» Given problem: Change every "pin" in the lines below to "marker", leaving all else in the lines unchanged.

» Materials provided:
Begin

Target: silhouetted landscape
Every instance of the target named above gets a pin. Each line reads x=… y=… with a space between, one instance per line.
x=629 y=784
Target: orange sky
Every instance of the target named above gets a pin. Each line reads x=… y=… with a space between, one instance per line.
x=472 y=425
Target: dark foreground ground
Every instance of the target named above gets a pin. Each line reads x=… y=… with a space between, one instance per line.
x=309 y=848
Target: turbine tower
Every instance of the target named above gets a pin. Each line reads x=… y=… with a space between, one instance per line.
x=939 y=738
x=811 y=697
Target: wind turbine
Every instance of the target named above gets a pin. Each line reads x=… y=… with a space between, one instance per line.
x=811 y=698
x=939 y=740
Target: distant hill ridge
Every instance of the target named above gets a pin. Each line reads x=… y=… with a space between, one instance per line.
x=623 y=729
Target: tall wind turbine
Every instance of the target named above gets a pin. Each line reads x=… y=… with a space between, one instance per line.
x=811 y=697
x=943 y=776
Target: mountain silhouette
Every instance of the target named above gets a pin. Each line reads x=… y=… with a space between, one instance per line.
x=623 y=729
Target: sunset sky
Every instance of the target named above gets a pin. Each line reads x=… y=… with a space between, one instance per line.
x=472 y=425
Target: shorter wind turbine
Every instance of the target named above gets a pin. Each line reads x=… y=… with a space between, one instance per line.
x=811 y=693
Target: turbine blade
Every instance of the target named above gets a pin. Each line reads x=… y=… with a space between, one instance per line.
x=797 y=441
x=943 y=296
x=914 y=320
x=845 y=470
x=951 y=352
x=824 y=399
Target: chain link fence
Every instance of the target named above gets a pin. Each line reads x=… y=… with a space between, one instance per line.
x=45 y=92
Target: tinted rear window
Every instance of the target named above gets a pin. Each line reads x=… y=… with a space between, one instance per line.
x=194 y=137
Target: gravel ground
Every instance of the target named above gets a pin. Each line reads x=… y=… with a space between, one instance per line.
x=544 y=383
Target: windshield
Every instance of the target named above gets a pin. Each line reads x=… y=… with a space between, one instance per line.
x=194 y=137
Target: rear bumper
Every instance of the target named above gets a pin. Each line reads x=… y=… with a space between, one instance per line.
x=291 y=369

End

» Task answer:
Target: silhouetted landscape
Every instance of the target named above gets a marker. Each line reads x=… y=… with a space between, one instance per line.
x=629 y=784
Target: orange sky
Every instance of the target named above gets a marker. Each line reads x=… y=… with a space between, one instance per line.
x=472 y=425
Target: dark foreground ground
Every instance of the target named above gets a marker. Each line reads x=… y=… with a space between, one instance per line.
x=309 y=848
Target: turbine tower
Every instance of the target named above gets a marker. Each line reads x=… y=… with a space between, one instance per line.
x=939 y=738
x=811 y=697
Target: wind turbine
Every instance of the target named above gets a marker. Each line reads x=… y=… with a space between, one instance per line.
x=811 y=698
x=939 y=740
Target: distant hill ridge
Every instance of the target named above gets a marker. Each line reads x=… y=… with a space between, one instance per line.
x=623 y=729
Target: tall wind turbine
Every instance of the target named above gets a marker. Each line reads x=… y=… with a space between, one instance per line.
x=811 y=697
x=943 y=776
Target: mountain silhouette
Every instance of the target named above gets a marker. Each line reads x=… y=… with a space between, one instance per line.
x=623 y=729
Target: sunset sky
Every instance of the target named above gets a marker. Each line reads x=… y=… with a space between, one instance per line.
x=472 y=425
Target: shorter wind turbine
Every instance of the target named above gets a marker. Each line reads x=… y=… with a space between, one instance per line.
x=811 y=693
Target: turbine blade
Every instance of the target named above gets a marker. Each line reads x=… y=… with a space between, one instance per line.
x=797 y=441
x=943 y=296
x=914 y=320
x=845 y=470
x=951 y=352
x=824 y=399
Target: chain link fence
Every instance of the target named above gets a marker. Each line reads x=… y=… with a space between, one instance per line.
x=45 y=92
Target: tinted rear window
Every instance of the target named above gets a marker. Each line reads x=… y=… with a space between, one instance per line.
x=194 y=137
Target: gravel ground
Every instance of the target named above gets a marker. Each line reads x=… y=… with a space between, one instance per line.
x=544 y=383
Target: windshield
Every instance of the target named above gets a marker. Each line reads x=… y=… with a space between, one instance per line.
x=194 y=137
Target: rear bumper
Every instance of the target named above gets a marker. Each line reads x=… y=… with a space between, one instance per line.
x=291 y=369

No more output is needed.